EXERCISE PASSAGE
----------------
Dáil debates

Thursday, 5 March 2015

Gender Recognition Bill 2014 [Seanad]: Second Stage (Resumed)

 

2:35 pm

Photo of Seán CroweSeán Crowe (Dublin South West, Sinn Fein) | Oireachtas source

Go raibh maith agat. In May of last year I spoke on the broad precursor of this proposed Gender Recognition Bill. At the time I raised a number of concerns which Sinn Féin shares with transgender individuals and their representative advocacy group, TENI. I recognise and acknowledge that some small changes have been made to the Bill. I have heard many positive remarks from right across the political spectrum. However, a wide range of respected human rights bodies has been telling the Government that there are unacceptable and unnecessary provisions placed in this Bill. For the life of me I do not understand why the Minister for Social Protection has failed to take on board many of these legitimate concerns.

Most of us would agree there is a clear need for a legal framework for trans people to have their gender reflected accurately. It was for this reason that Sinn Féin produced its Bill on this in 2013 which, if enacted, would have given trans people a pathway to legal recognition without having to jump through unnecessary hoops, such as wasting psychiatrists' and endocrinologists' time by having to get official say so from a medical expert about what their gender is when they could just as easily articulate precisely what it is themselves.

I would like to think that our legislation would not have been downright cruel and forced happily married couples to divorce so that one person might have his or her gender accurately recognised. Our legislation was rights-based and we are pleading, even at this later stage, with the Government to recognise the gaping and unnecessary flaws in this Bill. We will end up reluctantly supporting it because people need an avenue for recognition but members of the Labour Party, in particular, need to recognise that this is far from the win on a social issue it is presenting it as. Telling trans people to divorce or they cannot have their gender recognised is insulting in itself but it is a further insult to say that to them and then portray it as giving them some kind of legislative gift. I take no pleasure in saying it is just plain wrong.
----------------
YOUR TASK
According to the debate passage, in what year did Sinn Féin produce its own bill on gender recognition? Rely solely on the debate passage when answering.

[Segmentation mask data]
----------------
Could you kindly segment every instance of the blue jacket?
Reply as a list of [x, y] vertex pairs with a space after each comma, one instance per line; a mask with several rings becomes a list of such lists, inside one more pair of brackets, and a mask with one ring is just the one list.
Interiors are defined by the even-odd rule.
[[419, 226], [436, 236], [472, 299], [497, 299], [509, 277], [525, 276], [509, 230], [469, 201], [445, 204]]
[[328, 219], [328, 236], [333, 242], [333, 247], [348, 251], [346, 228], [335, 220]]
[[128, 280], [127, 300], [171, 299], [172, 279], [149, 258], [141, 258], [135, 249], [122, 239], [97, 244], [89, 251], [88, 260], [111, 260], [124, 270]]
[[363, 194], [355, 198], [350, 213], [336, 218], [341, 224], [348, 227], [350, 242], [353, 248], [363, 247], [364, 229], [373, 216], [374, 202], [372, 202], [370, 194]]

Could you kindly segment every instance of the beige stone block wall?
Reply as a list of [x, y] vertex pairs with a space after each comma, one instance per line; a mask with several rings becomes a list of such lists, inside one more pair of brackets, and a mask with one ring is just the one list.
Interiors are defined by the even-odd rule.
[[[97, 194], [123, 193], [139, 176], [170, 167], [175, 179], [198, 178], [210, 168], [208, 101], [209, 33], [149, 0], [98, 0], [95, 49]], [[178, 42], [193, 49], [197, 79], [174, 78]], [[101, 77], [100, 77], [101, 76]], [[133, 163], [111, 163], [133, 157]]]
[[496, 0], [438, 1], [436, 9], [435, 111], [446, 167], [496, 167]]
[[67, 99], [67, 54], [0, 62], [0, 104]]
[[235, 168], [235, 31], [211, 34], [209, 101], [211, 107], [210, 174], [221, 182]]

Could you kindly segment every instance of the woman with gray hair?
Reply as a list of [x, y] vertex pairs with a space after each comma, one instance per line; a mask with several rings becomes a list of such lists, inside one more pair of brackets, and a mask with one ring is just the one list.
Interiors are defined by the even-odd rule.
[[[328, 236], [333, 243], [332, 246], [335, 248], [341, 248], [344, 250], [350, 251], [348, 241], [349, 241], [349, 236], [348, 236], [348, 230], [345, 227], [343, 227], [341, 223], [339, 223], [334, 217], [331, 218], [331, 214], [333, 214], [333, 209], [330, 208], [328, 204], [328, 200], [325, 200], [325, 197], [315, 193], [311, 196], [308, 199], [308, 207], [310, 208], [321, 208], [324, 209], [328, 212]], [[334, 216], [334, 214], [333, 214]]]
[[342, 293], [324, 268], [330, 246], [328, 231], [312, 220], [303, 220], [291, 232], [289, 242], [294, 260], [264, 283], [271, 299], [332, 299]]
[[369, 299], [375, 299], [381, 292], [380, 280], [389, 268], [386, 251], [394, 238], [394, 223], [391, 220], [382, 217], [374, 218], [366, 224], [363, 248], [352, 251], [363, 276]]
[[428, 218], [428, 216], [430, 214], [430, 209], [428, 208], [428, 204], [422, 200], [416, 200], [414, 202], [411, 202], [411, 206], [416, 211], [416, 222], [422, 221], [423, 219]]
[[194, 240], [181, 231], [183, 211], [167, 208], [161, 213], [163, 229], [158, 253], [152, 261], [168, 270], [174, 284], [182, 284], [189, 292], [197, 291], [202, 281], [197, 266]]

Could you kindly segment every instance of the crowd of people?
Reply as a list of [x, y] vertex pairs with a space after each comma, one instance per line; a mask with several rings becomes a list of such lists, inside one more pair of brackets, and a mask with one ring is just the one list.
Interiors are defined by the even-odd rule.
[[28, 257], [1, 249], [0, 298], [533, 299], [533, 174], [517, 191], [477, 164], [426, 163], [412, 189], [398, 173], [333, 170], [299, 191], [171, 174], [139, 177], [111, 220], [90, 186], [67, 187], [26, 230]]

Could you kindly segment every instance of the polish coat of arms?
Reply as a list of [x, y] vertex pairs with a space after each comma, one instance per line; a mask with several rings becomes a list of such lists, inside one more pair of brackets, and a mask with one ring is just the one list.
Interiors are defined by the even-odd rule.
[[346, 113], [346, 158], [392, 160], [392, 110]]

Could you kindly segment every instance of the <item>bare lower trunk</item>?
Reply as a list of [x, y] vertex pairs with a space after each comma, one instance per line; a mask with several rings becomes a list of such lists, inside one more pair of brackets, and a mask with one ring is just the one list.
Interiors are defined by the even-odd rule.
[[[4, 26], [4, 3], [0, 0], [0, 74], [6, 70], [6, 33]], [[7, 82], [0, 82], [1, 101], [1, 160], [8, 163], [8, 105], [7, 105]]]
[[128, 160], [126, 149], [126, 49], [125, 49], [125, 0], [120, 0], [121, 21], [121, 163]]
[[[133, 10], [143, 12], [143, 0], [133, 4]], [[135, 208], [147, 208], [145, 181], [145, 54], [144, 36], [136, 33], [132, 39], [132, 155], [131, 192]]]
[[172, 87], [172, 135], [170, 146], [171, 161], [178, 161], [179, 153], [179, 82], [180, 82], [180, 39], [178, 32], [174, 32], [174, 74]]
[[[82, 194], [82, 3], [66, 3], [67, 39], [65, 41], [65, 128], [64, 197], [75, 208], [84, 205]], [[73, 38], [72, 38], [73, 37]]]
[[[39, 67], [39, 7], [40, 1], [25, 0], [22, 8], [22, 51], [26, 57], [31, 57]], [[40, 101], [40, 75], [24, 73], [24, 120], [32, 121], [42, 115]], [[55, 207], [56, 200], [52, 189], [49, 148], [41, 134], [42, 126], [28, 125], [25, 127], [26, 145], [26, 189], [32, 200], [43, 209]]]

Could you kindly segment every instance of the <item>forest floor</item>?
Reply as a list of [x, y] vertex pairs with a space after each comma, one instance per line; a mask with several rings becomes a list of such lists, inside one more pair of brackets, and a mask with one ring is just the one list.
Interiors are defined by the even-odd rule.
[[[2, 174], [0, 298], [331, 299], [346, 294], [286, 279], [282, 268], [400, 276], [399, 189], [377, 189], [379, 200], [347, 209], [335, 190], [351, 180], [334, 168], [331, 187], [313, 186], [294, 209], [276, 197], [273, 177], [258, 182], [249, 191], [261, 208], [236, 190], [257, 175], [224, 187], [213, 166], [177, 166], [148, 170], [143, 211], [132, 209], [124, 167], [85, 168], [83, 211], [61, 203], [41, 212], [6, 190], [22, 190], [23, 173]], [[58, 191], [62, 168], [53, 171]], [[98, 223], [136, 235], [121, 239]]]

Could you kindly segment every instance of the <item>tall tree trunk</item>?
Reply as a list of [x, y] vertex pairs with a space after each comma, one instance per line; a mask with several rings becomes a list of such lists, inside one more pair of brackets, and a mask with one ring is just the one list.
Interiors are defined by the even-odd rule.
----------------
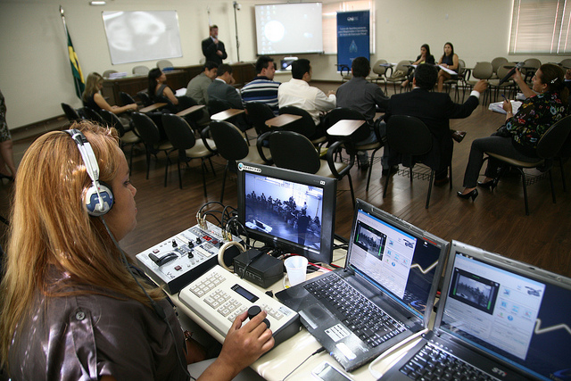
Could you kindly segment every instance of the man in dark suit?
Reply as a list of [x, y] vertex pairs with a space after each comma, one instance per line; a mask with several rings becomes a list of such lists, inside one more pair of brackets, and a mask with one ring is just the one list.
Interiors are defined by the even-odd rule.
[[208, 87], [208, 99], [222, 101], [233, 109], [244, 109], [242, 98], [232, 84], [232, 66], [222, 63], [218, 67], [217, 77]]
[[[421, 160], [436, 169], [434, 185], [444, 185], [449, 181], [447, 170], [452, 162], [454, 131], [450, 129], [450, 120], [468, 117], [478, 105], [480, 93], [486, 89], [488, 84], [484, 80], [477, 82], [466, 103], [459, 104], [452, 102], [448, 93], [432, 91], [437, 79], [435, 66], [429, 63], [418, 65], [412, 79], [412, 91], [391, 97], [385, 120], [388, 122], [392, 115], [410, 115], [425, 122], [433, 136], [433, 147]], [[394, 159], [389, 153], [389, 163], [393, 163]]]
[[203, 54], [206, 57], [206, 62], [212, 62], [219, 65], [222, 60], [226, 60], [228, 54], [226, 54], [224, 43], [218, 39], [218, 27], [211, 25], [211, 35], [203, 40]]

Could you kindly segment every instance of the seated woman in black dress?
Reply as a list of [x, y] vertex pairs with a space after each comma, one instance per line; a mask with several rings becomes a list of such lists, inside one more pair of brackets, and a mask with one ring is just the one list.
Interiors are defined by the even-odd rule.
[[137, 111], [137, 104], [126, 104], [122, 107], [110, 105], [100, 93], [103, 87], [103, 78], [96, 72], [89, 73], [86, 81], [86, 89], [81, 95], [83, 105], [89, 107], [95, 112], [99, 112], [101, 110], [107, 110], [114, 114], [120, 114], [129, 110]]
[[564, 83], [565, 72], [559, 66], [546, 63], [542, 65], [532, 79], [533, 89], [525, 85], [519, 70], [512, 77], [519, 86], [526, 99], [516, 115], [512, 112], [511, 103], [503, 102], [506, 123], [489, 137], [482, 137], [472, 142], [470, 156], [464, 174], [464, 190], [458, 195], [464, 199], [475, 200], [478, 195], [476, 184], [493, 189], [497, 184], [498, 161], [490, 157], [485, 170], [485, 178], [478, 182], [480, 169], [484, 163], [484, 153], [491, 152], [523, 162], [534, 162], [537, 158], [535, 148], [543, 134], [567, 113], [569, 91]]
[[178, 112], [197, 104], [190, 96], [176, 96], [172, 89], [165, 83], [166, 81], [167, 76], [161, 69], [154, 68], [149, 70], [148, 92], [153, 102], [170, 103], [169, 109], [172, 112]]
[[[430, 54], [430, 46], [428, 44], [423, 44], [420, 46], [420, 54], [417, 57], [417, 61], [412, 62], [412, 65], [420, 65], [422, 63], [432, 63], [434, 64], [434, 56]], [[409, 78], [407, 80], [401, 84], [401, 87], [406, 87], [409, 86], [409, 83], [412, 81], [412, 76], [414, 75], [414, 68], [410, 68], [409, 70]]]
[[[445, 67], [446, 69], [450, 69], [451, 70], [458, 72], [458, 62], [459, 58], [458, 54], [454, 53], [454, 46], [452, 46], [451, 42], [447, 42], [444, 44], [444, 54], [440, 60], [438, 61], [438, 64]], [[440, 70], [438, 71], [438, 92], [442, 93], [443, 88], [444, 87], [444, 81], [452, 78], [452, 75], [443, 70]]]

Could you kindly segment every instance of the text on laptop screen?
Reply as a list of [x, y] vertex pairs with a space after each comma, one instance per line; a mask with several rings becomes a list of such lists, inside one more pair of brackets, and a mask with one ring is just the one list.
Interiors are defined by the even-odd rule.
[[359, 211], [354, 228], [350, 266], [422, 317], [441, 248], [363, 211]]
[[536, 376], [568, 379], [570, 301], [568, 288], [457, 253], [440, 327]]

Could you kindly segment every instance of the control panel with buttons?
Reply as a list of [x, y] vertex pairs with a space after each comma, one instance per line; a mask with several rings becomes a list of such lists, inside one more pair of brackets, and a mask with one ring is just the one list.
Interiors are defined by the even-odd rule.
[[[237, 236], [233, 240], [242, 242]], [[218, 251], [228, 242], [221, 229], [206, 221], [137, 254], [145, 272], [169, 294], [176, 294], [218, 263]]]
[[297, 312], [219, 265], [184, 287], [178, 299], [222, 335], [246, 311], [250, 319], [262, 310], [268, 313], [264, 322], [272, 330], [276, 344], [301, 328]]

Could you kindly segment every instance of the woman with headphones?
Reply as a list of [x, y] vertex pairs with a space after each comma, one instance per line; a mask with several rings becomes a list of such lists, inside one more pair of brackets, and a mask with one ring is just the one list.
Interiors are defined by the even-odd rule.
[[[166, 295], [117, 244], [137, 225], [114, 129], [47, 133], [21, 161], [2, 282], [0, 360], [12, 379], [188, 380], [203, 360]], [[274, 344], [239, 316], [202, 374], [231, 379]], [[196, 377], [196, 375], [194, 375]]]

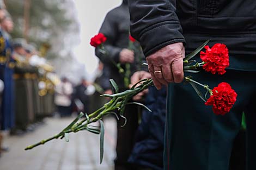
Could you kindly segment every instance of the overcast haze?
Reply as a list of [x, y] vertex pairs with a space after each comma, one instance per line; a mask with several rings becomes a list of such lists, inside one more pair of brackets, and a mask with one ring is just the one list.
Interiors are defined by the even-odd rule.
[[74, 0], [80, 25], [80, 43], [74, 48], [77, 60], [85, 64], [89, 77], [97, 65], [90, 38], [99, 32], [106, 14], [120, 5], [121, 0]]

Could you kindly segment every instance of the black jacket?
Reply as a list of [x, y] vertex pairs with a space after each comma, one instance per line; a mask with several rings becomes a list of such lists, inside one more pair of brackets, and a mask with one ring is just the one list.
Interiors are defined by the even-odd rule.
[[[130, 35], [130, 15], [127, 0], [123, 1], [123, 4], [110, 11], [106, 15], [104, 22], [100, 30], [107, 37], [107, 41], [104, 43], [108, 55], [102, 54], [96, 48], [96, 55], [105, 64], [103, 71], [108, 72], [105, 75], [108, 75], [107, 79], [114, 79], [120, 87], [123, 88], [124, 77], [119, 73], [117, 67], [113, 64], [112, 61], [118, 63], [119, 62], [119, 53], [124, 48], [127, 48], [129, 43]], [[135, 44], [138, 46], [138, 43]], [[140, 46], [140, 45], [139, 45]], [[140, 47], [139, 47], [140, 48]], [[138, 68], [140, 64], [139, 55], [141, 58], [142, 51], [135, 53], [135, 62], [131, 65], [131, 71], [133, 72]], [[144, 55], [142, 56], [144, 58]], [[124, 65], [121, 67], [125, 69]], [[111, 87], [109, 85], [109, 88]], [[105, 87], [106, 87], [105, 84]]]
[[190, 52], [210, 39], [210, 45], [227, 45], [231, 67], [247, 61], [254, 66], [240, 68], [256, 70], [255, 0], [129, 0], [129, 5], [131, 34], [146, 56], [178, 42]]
----------------
YOUR SOLUTION
2013